SOURCE PASSAGE START

Little is known about longitudinal associations between post-traumatic stress disorder (PTSD) and quality of life (QoL) after exposure to violence. The aims of the current study were to examine quality of life (QoL) and the predictive value of post-traumatic stress disorder (PTSD) for QoL in victims of non-domestic violence over a period of 12 months.
A single-group (n = 70) longitudinal design with three repeated measures over a period of 12 months were used. Posttraumatic psychological symptoms were assessed by using the Impact of Event Scale, a 15-item self-rating questionnaire comprising two subscales (intrusion and avoidance) as a screening instrument for PTSD. The questionnaire WHOQOL-Bref was used to assess QoL. The WHOQOL-BREF instrument comprises 26 items, which measure the following broad domains: physical health, psychological health, social relationships, and environment. Results of the analysis were summarized by fitting Structural Equation Modelling (SEM).

SOURCE PASSAGE END
DATA UNDER STUDY START

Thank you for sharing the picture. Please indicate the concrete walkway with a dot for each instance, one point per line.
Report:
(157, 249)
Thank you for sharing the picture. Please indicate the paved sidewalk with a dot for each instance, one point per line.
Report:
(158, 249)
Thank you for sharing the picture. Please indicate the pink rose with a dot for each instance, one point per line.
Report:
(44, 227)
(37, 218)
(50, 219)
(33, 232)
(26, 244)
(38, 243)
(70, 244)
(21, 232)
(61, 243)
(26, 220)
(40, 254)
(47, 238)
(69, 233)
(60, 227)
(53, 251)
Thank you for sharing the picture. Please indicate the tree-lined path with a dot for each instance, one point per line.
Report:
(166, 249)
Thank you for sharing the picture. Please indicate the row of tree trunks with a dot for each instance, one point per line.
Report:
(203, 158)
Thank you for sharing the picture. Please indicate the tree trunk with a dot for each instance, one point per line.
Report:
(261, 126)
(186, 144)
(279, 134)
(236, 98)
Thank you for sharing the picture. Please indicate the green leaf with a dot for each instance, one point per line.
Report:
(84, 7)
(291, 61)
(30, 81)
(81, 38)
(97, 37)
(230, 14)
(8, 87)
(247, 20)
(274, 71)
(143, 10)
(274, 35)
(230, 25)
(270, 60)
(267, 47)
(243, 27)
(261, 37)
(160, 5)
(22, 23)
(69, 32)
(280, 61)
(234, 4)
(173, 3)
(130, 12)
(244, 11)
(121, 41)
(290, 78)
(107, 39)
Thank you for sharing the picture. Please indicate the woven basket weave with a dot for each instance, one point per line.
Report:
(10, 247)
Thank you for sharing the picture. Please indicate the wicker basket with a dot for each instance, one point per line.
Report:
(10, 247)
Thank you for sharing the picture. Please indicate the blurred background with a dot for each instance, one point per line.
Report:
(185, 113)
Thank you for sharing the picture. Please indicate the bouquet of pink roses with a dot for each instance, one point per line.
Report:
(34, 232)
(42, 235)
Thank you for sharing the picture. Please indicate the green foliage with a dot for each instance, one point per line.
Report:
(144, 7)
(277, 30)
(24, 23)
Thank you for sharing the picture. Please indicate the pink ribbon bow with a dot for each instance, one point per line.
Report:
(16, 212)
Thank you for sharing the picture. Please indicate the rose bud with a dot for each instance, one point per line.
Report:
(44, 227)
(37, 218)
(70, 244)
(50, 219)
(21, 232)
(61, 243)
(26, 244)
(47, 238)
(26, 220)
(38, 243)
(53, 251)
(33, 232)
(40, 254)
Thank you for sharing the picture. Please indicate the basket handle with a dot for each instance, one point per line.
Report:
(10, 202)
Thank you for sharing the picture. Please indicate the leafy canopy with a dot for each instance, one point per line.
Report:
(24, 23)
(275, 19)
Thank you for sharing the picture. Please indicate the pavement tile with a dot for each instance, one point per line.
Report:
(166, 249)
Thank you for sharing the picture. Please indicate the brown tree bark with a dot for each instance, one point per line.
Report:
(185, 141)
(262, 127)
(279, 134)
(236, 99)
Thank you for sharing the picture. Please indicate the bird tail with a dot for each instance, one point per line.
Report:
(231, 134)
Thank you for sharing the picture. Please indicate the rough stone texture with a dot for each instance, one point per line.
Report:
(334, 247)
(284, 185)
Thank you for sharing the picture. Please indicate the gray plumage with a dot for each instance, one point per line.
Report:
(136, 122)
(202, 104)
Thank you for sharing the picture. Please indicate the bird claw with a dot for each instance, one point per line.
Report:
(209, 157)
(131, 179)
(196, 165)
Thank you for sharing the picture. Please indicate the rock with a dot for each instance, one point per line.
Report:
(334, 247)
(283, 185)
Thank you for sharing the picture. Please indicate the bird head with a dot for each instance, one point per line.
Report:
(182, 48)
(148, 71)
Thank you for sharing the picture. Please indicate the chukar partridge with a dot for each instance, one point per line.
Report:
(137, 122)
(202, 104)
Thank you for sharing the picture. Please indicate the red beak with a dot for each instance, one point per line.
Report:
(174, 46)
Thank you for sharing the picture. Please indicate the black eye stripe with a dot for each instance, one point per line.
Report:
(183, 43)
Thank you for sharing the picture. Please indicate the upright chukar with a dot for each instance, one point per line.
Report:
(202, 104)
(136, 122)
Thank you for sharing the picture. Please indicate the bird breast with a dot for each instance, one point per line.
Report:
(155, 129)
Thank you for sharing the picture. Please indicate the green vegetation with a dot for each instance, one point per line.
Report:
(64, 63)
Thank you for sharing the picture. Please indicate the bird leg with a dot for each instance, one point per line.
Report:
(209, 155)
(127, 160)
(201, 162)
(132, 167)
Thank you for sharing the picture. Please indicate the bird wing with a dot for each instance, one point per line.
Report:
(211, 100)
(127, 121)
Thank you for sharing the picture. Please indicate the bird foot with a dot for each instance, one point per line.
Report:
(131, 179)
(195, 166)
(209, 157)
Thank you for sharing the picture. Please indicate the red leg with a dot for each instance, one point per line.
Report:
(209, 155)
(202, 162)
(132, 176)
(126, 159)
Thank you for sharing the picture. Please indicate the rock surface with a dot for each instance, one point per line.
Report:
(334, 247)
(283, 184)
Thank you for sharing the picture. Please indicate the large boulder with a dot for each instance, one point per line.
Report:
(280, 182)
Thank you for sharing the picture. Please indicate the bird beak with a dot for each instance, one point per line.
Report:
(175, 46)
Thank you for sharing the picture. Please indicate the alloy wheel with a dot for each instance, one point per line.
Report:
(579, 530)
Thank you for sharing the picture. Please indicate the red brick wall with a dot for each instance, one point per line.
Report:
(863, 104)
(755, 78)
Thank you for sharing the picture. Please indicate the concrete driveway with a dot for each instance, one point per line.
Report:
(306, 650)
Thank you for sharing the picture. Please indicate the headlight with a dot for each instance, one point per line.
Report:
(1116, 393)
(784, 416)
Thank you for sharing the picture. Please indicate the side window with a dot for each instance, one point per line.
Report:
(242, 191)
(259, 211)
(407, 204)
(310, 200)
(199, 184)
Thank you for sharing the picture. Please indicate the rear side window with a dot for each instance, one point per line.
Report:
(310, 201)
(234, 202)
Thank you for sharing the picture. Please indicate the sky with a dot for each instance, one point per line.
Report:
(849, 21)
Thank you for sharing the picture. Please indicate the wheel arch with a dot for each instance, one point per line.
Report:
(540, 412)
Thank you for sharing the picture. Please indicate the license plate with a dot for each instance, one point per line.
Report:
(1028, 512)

DATA UNDER STUDY END

• APPLY WHAT YOU READ:
1. How would you render the sentence "The questionnaire WHOQOL-Bref was used to assess QoL." from the abstract on PTSD and quality of life in Spanish?
2. Could you repeat, word for word, the stretch of the abstract on PTSD and quality of life from "A single-group (n" through "Equation Modelling (SEM)."?
3. What comes next? Write the following part of the abstract on PTSD and quality of life, picking up after its last sentence.
The entries are drawn from a different source than the abstract on PTSD and quality of life.

• RESULTS OF THE TASKS:
1. Se utilizó el cuestionario WHOQOL-Bref para evaluar la calidad de vida (QoL).

2.
A single-group (n = 70) longitudinal design with three repeated measures over a period of 12 months were used. Posttraumatic psychological symptoms were assessed by using the Impact of Event Scale, a 15-item self-rating questionnaire comprising two subscales (intrusion and avoidance) as a screening instrument for PTSD. The questionnaire WHOQOL-Bref was used to assess QoL. The WHOQOL-BREF instrument comprises 26 items, which measure the following broad domains: physical health, psychological health, social relationships, and environment. Results of the analysis were summarized by fitting Structural Equation Modelling (SEM).

3.
For each category of PTSD (probable cases, risk level cases and no cases), the mean levels of the WHOQOL-Bref subscales (the four domains and the two single items) were stable across time of assessment. Individuals who scored as probable PTSD or as risk level cases had significantly lower scores on the QoL domains such as physical health, psychological health, social relationships and environmental than those without PTSD symptoms. In addition, the two items examining perception of overall quality of life and perception of overall health in WHOQOL showed the same results according to PTSD symptoms such as QoL domains. PTSD symptoms predicted lower QoL at all three assessments. Similarly PTSD symptoms at T1 predicted lower QoL at T2 and PTSD symptoms at T2 predicted lower QoL at T3.
The presence of PTSD symptoms predicted lower QoL, both from an acute and prolonged perspective, in victims of non-domestic violence. Focusing on the individual's perception of his/her QoL in addition to the illness may increase the treatment priorities and efforts.